SOURCE EXCERPT ▸
□ □ □ □ □

My daughter was running a fever tonight, and it’s always been my tradition to let my kids lie on the sofa when they’re sick so I can sit with them and keep an eye on their condition. When they fall asleep, I sneak away and try to get some things done.

The TV was on and the movie “Field of Dreams” came on. I’ve seen that movie at least ten times, and read the book it’s based on, Shoeless Joe, by W.P. Kinsella. I didn’t know if I was up for it again, but my daughter was just on the verge of falling asleep with her feverish feet in my lap, so I didn’t want to disturb her by getting up. Plus there wasn’t anything else to watch.

I got sucked into the movie after the first few minutes. It’s about the reasons people’s lives get off track of their dreams, and the movie gives some baseball players a chance to live out their dreams long after they’ve died.

During commercials, my mind drifted to some of my dreams. When I was five I wanted to be a singer. I could make up songs in my head and sing them without missing a beat. They weren’t bad – all of them rhymed, and they all had an original melody. I never could remember them after I sang one, and never wrote them down, so they may have been really awful, but I don’t think so. My friend, Carole, and I used to take turns making up songs and singing them when we were about 8 or 9. I sang constantly, loved harmonizing, and dreamed of being on stage.

It didn’t pan out, though. I was shy. I wasn’t driven. I got a boyfriend. Lots of things stood in the way. And now I’m thankful, because I would have been just the kind of singer that breaks guitars on stage and trashes motel rooms and hangs out with other rock stars doing all the bad things you hear about them doing. I would have been miserable. Still, if I had to do it over again….

□ □ □ □ □

ITEMS ▸

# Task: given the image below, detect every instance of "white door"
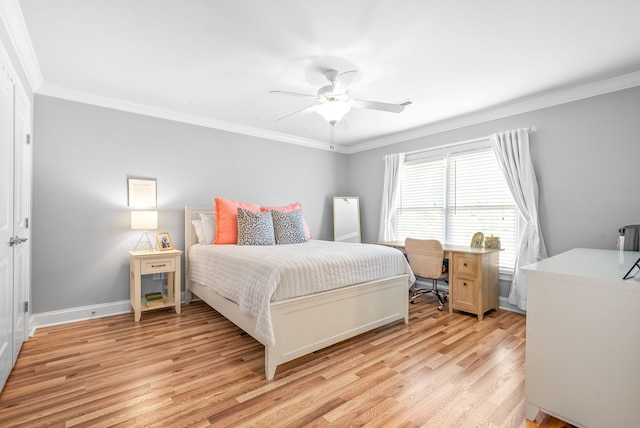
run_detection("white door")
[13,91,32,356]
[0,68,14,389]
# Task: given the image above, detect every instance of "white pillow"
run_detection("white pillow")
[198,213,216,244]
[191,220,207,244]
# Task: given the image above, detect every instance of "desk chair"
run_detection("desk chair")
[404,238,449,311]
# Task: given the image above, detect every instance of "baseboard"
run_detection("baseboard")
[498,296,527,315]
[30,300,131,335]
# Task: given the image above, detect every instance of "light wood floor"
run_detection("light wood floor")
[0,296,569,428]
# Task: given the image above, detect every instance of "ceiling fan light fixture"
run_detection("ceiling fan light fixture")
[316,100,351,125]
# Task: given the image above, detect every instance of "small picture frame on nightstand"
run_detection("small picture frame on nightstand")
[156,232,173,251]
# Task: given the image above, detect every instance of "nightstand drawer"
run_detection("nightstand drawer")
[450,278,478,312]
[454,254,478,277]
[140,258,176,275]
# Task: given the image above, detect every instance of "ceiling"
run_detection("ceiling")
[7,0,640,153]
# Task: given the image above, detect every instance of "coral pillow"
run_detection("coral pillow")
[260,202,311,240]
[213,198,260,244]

□ □ □ □ □

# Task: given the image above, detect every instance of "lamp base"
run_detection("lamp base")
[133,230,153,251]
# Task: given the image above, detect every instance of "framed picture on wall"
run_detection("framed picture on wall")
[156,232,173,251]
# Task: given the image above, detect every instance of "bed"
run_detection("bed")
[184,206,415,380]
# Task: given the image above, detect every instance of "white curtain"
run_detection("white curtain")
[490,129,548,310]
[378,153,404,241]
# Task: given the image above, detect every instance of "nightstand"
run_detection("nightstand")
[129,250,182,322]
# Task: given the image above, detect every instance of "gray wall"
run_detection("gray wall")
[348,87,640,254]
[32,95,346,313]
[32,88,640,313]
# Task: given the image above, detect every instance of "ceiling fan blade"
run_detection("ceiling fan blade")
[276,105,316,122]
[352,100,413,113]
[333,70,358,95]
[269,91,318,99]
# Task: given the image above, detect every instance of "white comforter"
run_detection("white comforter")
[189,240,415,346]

□ □ □ □ □

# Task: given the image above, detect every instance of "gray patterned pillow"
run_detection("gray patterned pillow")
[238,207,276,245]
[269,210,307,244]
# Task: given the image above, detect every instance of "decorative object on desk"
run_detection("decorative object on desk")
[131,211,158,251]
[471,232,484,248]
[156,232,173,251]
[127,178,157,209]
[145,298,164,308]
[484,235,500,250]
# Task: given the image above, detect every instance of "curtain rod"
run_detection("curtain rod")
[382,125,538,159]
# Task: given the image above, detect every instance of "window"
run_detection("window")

□ □ □ □ □

TASKS TO PERFORM ▸
A. Answer these three questions from the Field of Dreams essay:
(i) What book is the movie based on, and who wrote it?
(ii) At what age did the writer want to be a singer?
(iii) Who took turns making up songs with the writer at about 8 or 9?
B. What comes next in the Field of Dreams essay? Continue it from its final line.

RESPONSES BY TASK ▸
A.
(i) Shoeless Joe, by W.P. Kinsella.
(ii) Five.
(iii) Carole.

B.
I also had a dream to be a veterinarian, but had to give that up when partying interfered with studying. I haven’t regretted the loss of that dream, because I can’t stand to see anything hurt. I pick up worms on the sidewalk after it rains to keep them from being squished. I would not have survived dissections.

I had other dreams like living in a log cabin in Alaska. What a joke! I had read a book about living off the fat of the land – shooting a moose and storing roots and berries – and it seemed like heaven. Don’t I sound like the typical hippie? I now realize that I would have rather starve than blast a moose. I’m not nearly the cold-hearted huntsman that Sarah Palin is. Imagine little me hacking up moose hind-quarters and livers and such to store for the winter. What was I thinking?

One by one my dreams woke up to reality. I did end up getting to Alaska on a cruise ship, and exploring in the woods around Sitka gave me a satisfying taste of what that dream could have been like. I did some recitals in college and enjoyed being on the stage. And I’ve had a kindred spirit with animals and nursed many back to health. So in a way I realized my dreams on a small scale.

So I say, if you build it, they will come. Whatever your dream is, I think you have to be crazy to make it a reality, just like in the movie. Here’s wishing that each of you reading this is just crazy enough to pull yours off.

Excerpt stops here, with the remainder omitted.